*TASK DESCRIPTION*:
Copy the data below word for word, starting at the line that contains "[pin] distant hill -- one per line" and ending at the last line of the data. Leave the pictures out of your answer.

*RECORDS TO PROCESS*:

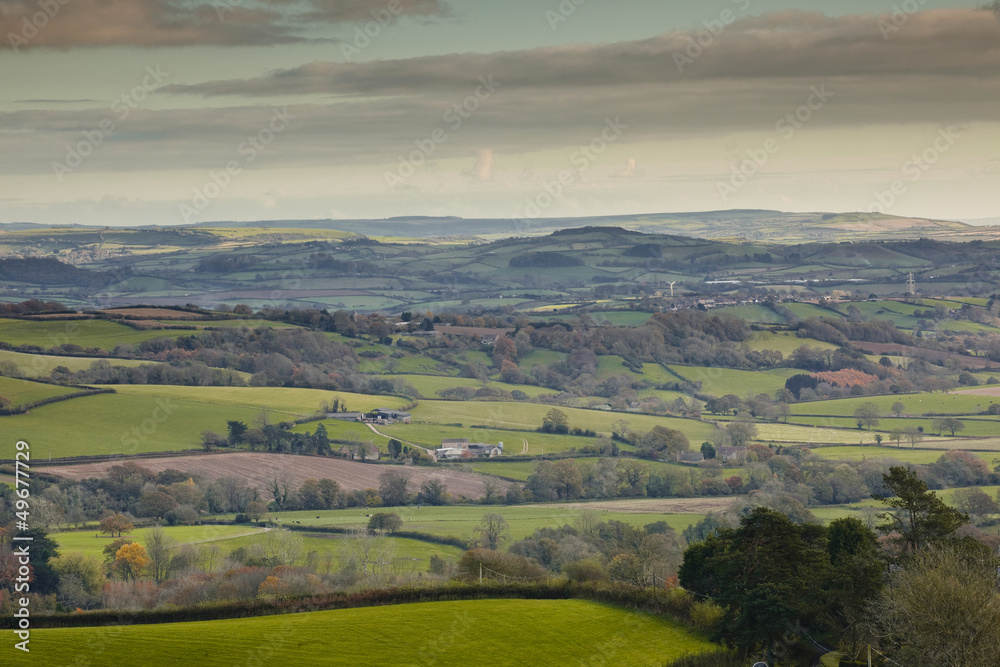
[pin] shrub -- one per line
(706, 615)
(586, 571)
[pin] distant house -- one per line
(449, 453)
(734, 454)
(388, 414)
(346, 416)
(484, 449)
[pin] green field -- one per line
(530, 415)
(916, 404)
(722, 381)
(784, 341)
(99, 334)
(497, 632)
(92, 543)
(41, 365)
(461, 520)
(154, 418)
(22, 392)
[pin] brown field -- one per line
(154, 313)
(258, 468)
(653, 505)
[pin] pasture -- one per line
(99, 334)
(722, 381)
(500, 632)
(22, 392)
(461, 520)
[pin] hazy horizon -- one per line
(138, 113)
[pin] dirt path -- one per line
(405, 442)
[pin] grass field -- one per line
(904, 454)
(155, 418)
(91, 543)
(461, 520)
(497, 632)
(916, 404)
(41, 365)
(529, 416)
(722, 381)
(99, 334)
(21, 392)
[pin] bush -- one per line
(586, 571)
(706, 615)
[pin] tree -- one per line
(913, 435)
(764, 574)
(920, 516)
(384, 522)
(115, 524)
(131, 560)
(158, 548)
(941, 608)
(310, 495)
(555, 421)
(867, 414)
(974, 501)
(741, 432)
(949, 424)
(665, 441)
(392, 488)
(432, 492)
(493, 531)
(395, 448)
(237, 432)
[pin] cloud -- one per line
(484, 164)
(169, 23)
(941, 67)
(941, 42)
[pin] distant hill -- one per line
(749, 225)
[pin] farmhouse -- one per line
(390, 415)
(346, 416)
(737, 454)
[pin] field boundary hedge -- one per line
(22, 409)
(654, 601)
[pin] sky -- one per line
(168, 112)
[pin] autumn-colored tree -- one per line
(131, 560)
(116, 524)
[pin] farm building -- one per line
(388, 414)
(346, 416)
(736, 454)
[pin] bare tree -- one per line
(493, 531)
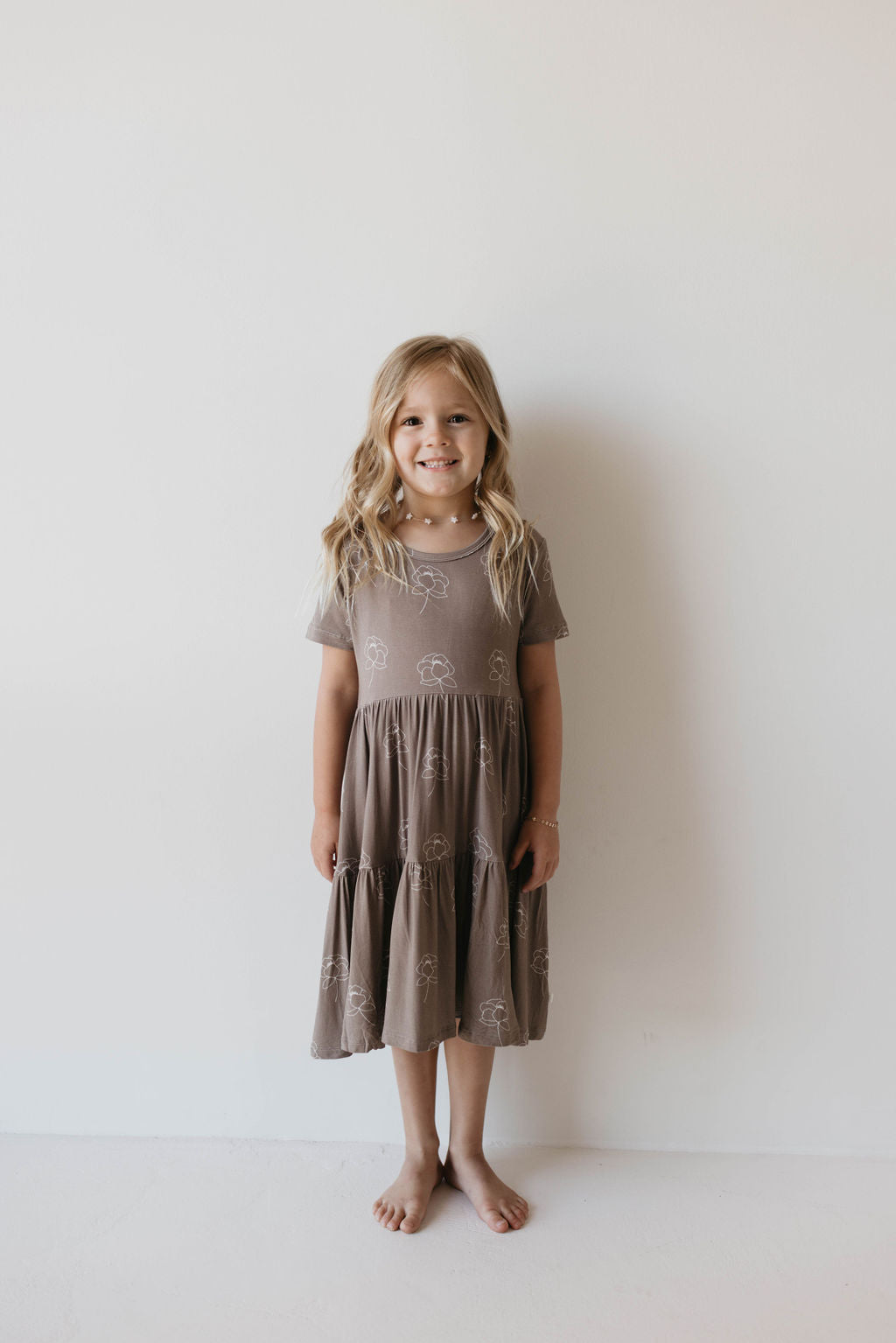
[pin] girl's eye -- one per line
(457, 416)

*ANSWER TO THE EXERCISE*:
[pin] distant hill -- one per line
(749, 225)
[pin] farmhouse -- one per line
(390, 415)
(346, 416)
(737, 454)
[pin] field boundary hedge -- one per line
(22, 409)
(654, 601)
[pin] sky -- one per line
(168, 112)
[pin] autumn-colored tree -- one per line
(131, 560)
(116, 524)
[pin] farm building -- one per line
(388, 414)
(346, 416)
(736, 454)
[pin] bare tree -- one per line
(493, 531)
[pin] girl's eye -- one per line
(457, 416)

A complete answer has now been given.